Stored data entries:
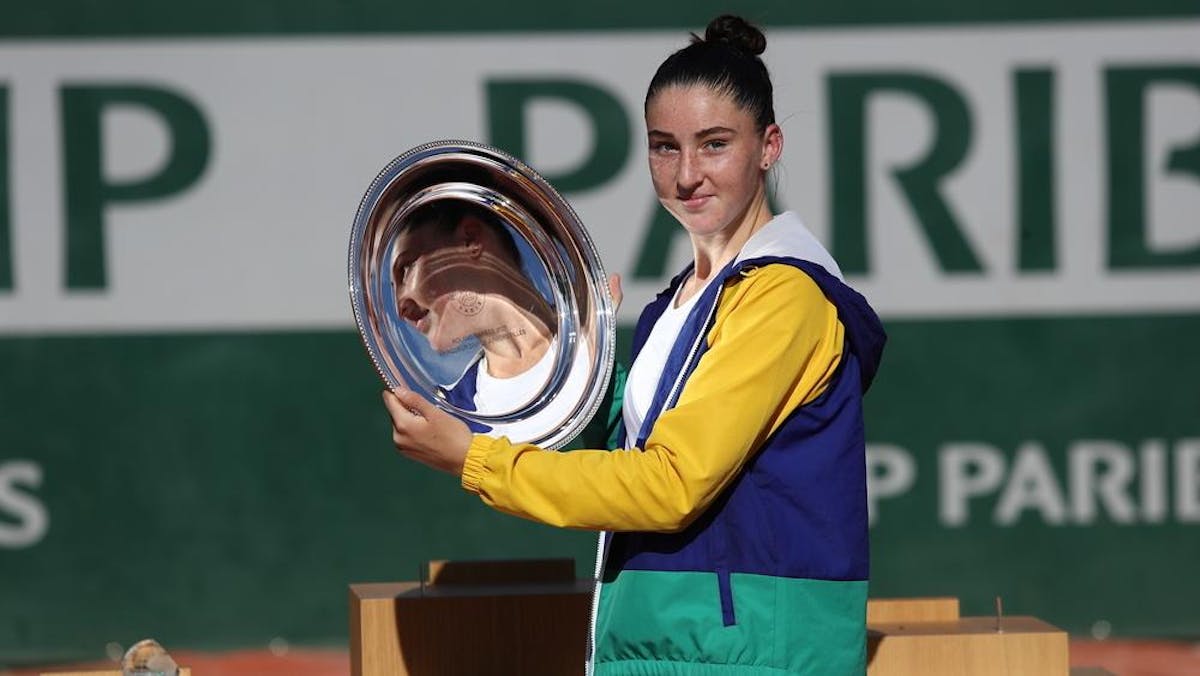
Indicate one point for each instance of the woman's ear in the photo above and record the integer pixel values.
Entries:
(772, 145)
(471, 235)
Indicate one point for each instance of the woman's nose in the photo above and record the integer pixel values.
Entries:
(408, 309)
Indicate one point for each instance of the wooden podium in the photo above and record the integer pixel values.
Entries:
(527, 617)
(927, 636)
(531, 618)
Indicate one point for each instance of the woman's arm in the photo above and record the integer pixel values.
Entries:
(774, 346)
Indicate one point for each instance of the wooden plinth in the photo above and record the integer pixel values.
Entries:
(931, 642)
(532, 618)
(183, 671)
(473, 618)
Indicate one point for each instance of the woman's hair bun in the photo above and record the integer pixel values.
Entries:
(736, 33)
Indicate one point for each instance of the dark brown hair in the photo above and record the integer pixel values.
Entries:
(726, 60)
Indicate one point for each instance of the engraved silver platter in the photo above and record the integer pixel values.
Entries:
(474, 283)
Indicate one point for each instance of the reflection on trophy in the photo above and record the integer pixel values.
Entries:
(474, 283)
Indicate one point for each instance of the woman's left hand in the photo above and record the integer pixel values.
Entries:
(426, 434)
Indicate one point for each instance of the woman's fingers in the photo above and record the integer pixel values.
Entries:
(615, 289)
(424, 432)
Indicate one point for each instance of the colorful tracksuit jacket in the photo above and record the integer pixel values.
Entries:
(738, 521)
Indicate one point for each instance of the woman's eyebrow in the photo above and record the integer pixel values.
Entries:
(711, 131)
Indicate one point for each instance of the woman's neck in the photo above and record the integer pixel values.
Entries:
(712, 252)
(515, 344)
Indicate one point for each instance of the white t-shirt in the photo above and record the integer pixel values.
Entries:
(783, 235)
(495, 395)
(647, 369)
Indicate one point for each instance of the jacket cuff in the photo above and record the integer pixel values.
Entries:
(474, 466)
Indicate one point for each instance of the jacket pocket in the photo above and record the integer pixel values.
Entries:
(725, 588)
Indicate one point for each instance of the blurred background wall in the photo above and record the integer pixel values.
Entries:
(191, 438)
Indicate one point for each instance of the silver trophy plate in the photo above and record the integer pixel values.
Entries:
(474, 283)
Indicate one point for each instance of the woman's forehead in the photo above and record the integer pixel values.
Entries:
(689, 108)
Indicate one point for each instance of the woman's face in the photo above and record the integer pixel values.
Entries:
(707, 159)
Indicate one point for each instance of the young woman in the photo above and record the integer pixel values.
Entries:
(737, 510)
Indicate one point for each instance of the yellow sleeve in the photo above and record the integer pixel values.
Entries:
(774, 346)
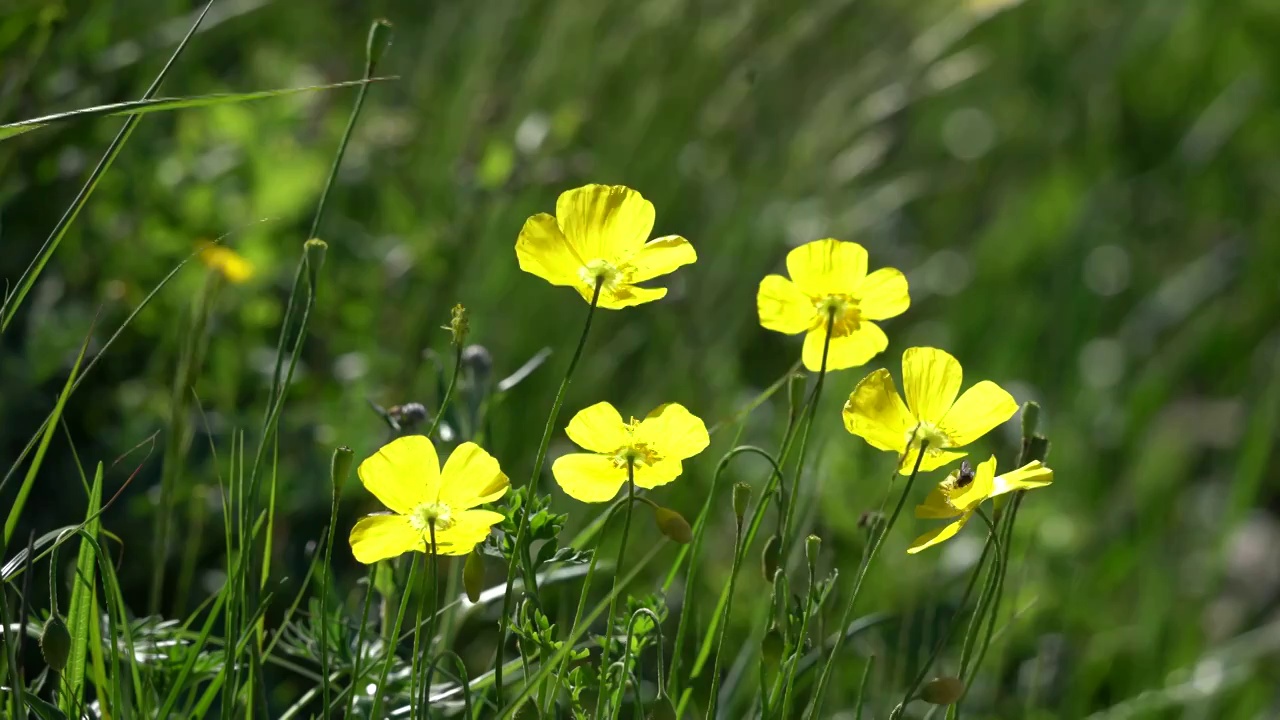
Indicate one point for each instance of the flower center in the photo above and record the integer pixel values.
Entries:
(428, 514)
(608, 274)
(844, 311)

TASK PROMPT: Check the entries above line by line and return each one containing the word "trophy".

RESPONSE AREA:
Indicate one point for each instance of the reflection on trophy in the photo above and record the integer pixel values.
Indicate one point for each instance of the silver trophy plate in the photo above and record the integer pixel values.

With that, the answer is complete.